> **Article**
+---+

Nous verrons plus loin le cas particulier de Jean dont l'Évangile est beaucoup plus travaillé et l'auteur beaucoup moins évident à définir que le prétend l'Église.

A l'origine les Évangiles ne sont pas signés mais au cours des premiers conciles les Pères de l'Église y ont reconnu les signatures des apôtres ou disciples Matthieu, Marc, Luc et Jean. On reviendra plus loin sur l'authenticité de ces livres. Seul Luc n'était pas juif contrairement à ce que prétend l'Église. Présenté comme médecin, vu ses commentaires à propos des païens, les exégètes pensent qu'il était probablement un syrien originaire d'Antioche de formation hellénistique et nous verrons que cela se ressent dans la manière dont il "filtra" les actes de Ponce Pilate et ceux de Jacques, le frère de Jésus, très à cheval sur la tradition juive.

Datation des écrits néotestamentaires

Si on ne se réfère pas à la tradition ecclésiastique que nous savons biaisée voire totalement non fondée mais plutôt sur les résultats des recherches scientifiques, chronologiquement le premier texte évoquant Jésus est la lettre ou Épître aux Galates écrite par Paul, Saul de Tarse, qui serait né quelques années après Jésus (vers l'an 5 ou un peu plus tard). Selon Daniel Wallace du Dallas Theological Seminary, cette Épître daterait entre 46 et 48 de notre ère, c'est-à-dire juste avant le concile de Jérusalem évoqué dans les Actes des Apôtes (Actes 15) et fut terminé avant la visite de Paul à Jérusalem (Actes 11:30). Le texte remonte 15 ans en arrière, vers la fin des années 30, soit environ 6 ans après la mort de Jésus. Cette lettre serait le plus ancien texte du Nouveau Testament. On y reviendra.

+---+

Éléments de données
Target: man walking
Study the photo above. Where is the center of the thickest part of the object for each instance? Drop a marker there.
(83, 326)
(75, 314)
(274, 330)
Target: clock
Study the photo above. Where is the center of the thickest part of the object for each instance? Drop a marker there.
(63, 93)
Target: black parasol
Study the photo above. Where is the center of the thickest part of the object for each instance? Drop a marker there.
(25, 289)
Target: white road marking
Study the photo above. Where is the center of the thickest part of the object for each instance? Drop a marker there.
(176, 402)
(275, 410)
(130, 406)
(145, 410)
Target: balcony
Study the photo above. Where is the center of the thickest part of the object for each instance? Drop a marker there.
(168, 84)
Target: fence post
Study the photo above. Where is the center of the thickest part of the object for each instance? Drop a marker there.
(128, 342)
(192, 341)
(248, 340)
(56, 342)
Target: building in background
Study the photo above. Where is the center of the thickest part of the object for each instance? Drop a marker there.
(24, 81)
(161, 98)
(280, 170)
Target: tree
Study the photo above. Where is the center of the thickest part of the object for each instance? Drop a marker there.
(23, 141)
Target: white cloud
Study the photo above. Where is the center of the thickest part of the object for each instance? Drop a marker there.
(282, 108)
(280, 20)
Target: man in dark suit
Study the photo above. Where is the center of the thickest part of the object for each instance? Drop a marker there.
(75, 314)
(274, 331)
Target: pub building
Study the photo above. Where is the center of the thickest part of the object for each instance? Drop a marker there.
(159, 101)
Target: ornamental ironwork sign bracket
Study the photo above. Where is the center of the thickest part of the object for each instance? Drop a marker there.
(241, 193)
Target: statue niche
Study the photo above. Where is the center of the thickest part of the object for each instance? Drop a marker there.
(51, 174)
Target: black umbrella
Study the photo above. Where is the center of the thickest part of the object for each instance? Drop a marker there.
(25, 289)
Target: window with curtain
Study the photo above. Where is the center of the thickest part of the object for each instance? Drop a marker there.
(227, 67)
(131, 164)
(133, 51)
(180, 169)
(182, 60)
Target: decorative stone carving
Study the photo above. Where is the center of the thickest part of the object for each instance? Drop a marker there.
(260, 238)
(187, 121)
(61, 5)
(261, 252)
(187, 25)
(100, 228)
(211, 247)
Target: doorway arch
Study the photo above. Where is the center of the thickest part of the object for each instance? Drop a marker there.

+---+

> **À faire**
a: Recopiez telles quelles les lignes des données, en partant de celle qui contient « Target: statue niche » et en allant jusqu'à la fin des données, ces deux bornes comprises.
b: Poursuivez l'article sur les Évangiles et leur datation à partir de sa dernière phrase.

> **Réponses par consigne**
a:
Target: statue niche
Study the photo above. Where is the center of the thickest part of the object for each instance? Drop a marker there.
(51, 174)
Target: black umbrella
Study the photo above. Where is the center of the thickest part of the object for each instance? Drop a marker there.
(25, 289)
Target: window with curtain
Study the photo above. Where is the center of the thickest part of the object for each instance? Drop a marker there.
(227, 67)
(131, 164)
(133, 51)
(180, 169)
(182, 60)
Target: decorative stone carving
Study the photo above. Where is the center of the thickest part of the object for each instance? Drop a marker there.
(260, 238)
(187, 121)
(61, 5)
(261, 252)
(187, 25)
(100, 228)
(211, 247)
Target: doorway arch
Study the photo above. Where is the center of the thickest part of the object for each instance? Drop a marker there.

b:
Paul n'étant pas historien et un auteur de la deuxième génération, estimant probablement que la vie de Jésus était connue de tous et que son symbole était plus important, ses Épîtres décrivent peu la vie de Jésus et sont naturellement basées sur la tradition orale, très vivante à cette époque. Paul sait par exemple que Jésus fut mis au tombeau et puis ressuscita mais n'en connaît pas les détails. Ces missives écrites en prose sont destinées aux premières communautés chrétiennes des Églises de Thessalonie, de Corinthe, aux communautés Galates, aux Romains, aux Philippiens, aux Ephésiens, aux Colossiens, etc. Mais nous verrons plus bas que la moitié de ces lettres n'ont pas été écrites de sa main.

Puis nous avons la rédaction des Évangiles synoptiques (car ils évoquent à peu près les mêmes évènements) plus de trente ans après la mort de Jésus.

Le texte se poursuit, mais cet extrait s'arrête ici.